> Exercise goal: Repeat the following items word for word, but leave the pictures out of your answer.

> Supplied records:
++++++

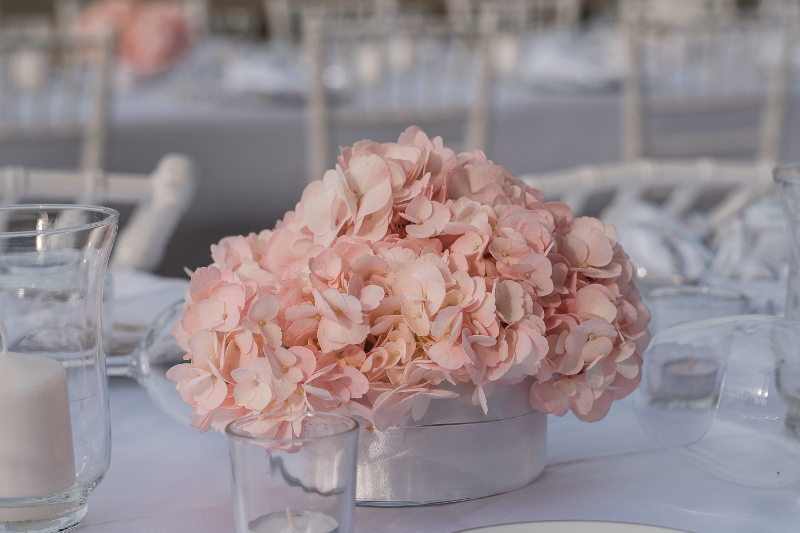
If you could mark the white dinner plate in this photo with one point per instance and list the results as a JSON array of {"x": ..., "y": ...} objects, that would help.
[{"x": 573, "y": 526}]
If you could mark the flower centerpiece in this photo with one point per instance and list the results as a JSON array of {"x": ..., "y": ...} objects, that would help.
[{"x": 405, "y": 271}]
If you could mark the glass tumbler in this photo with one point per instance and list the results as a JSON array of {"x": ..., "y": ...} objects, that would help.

++++++

> Answer to the task:
If you could mark the white dinner plate in this photo with one point per instance and list the results as a JSON array of {"x": ..., "y": ...} objects, that would help.
[{"x": 573, "y": 526}]
If you could mark the flower centerpiece in this photo with one point per instance and list the results as a JSON array of {"x": ..., "y": ...} objects, that would help.
[{"x": 405, "y": 271}]
If you could mark the glass tumbler in this photo with one point per instance and list the results as a JSON array of {"x": ..., "y": ...} objects, that would help.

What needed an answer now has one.